Stored entries:
= = = = = = =

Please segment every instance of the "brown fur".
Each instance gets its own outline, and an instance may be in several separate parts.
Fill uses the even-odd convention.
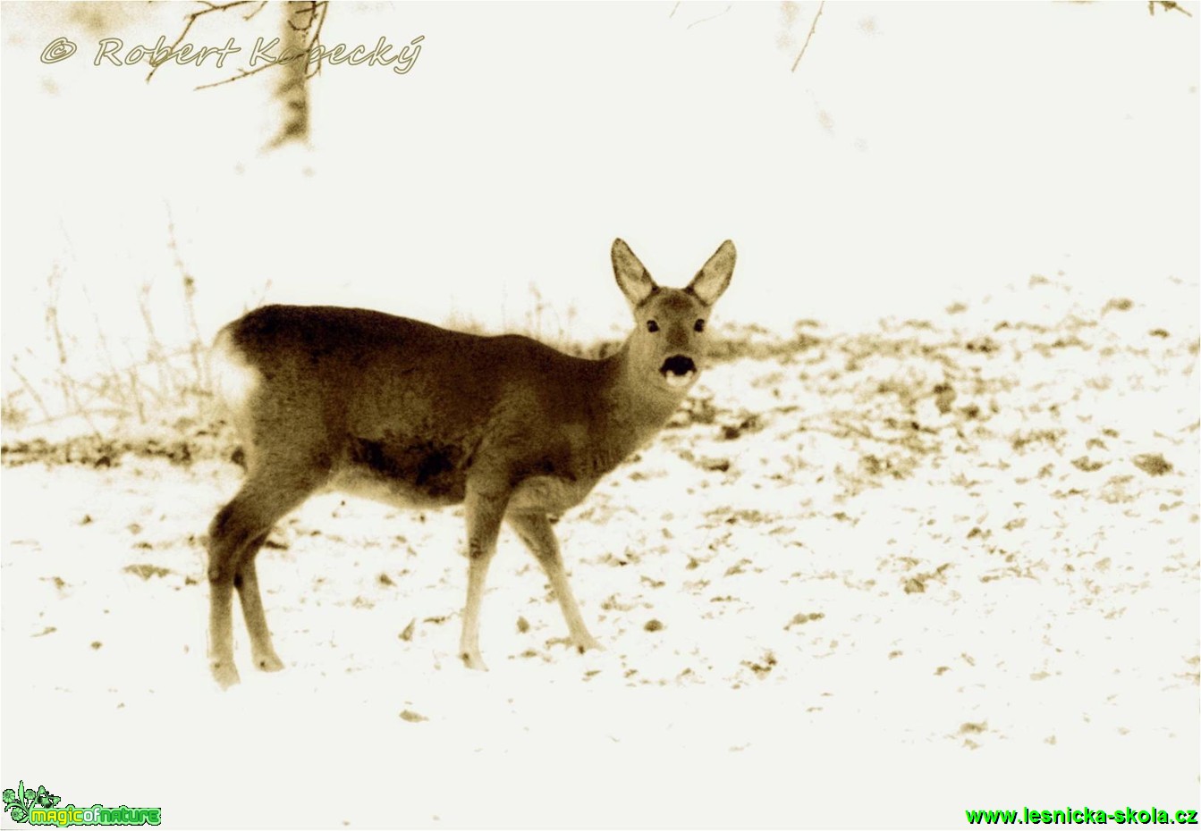
[[[704,355],[697,321],[725,289],[734,259],[727,241],[688,288],[661,288],[616,240],[614,271],[635,329],[604,360],[519,335],[470,335],[362,309],[265,306],[222,329],[215,349],[240,382],[225,396],[247,476],[209,527],[209,652],[217,682],[238,681],[235,587],[256,665],[282,668],[255,556],[276,521],[323,490],[404,506],[465,504],[471,564],[460,652],[468,666],[484,668],[479,603],[504,520],[545,569],[575,646],[597,646],[549,518],[581,502],[679,407]],[[693,365],[697,371],[676,377]]]

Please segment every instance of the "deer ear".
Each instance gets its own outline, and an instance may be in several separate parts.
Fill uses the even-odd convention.
[[[722,243],[709,262],[697,271],[697,276],[688,283],[687,291],[695,294],[706,306],[717,303],[717,298],[722,297],[722,292],[730,285],[736,257],[734,243],[730,240]]]
[[[615,239],[613,241],[611,256],[613,274],[617,277],[617,287],[629,301],[629,307],[638,309],[643,300],[655,293],[658,286],[651,280],[646,267],[634,256],[625,240]]]

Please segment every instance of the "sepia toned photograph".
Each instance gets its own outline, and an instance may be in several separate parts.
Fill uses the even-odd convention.
[[[0,4],[0,827],[1195,824],[1199,25]]]

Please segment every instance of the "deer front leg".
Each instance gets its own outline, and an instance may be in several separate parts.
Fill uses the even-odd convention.
[[[542,563],[542,568],[550,579],[550,588],[555,592],[558,606],[563,610],[563,620],[567,621],[567,630],[570,633],[572,644],[580,652],[587,650],[599,650],[600,644],[588,634],[580,608],[575,603],[572,586],[567,582],[567,574],[563,572],[563,558],[558,551],[558,540],[555,538],[555,530],[550,525],[550,519],[545,514],[509,514],[509,525],[518,532],[521,542],[526,544],[530,552]]]
[[[462,638],[459,657],[468,669],[486,670],[479,654],[479,606],[484,598],[488,566],[496,552],[496,537],[504,519],[508,494],[477,490],[470,483],[465,501],[467,513],[467,605],[462,610]]]

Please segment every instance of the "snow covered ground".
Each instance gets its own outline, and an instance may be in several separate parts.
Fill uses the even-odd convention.
[[[178,827],[1197,808],[1183,6],[826,2],[793,72],[817,2],[340,2],[327,42],[419,34],[419,62],[330,67],[311,143],[264,153],[268,73],[90,60],[196,6],[4,2],[0,785]],[[79,52],[44,64],[56,36]],[[725,238],[739,264],[731,345],[557,526],[604,652],[506,532],[466,671],[461,513],[322,497],[259,558],[286,670],[238,622],[222,694],[225,434],[153,372],[145,428],[32,424],[29,388],[58,414],[62,375],[261,301],[611,337],[617,235],[665,285]]]

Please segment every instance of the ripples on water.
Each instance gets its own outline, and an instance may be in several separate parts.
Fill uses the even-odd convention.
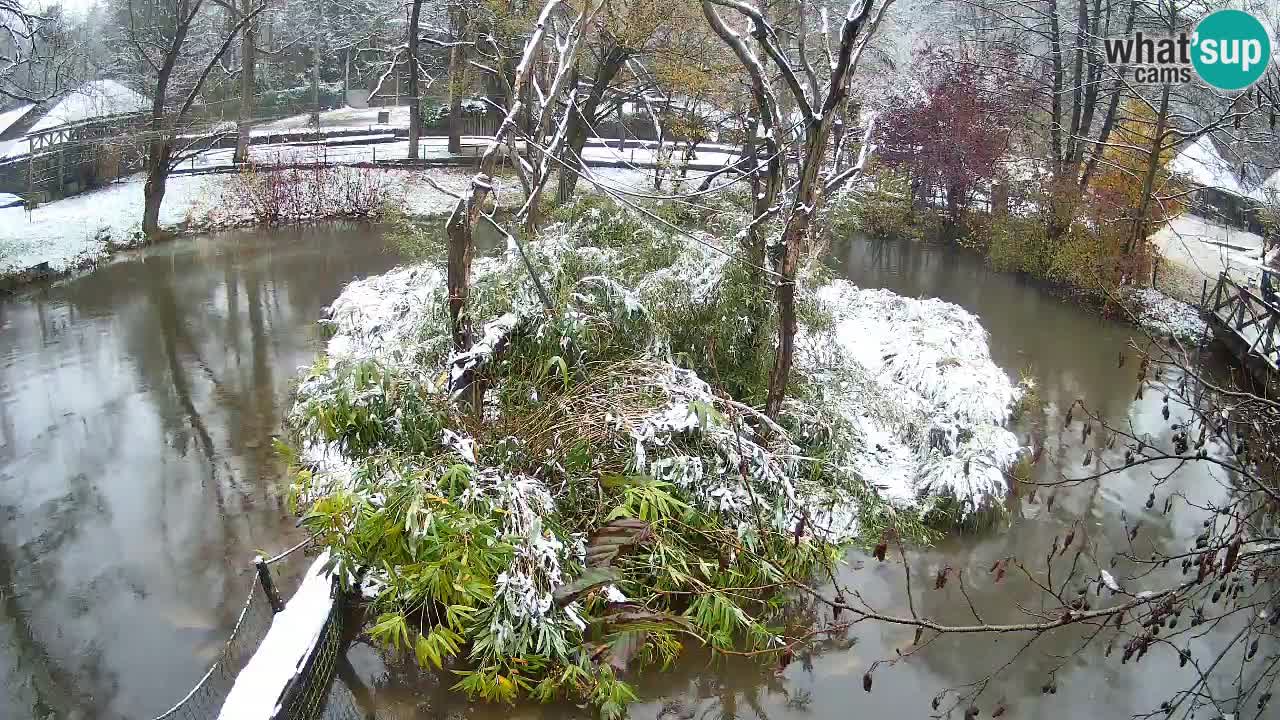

= = = = = = =

[WRITTEN TASK]
Please pull out every line in the records that contains the word "segment".

[CORRECT RESPONSE]
Please segment every instance of the "brown fur".
Please segment every instance of the "deer ear".
Please segment every instance of the "sepia toned photograph".
Please segment every instance of the "deer front leg".
Please segment every instance of the "snow covered ground".
Please segment every instance of the ripples on water.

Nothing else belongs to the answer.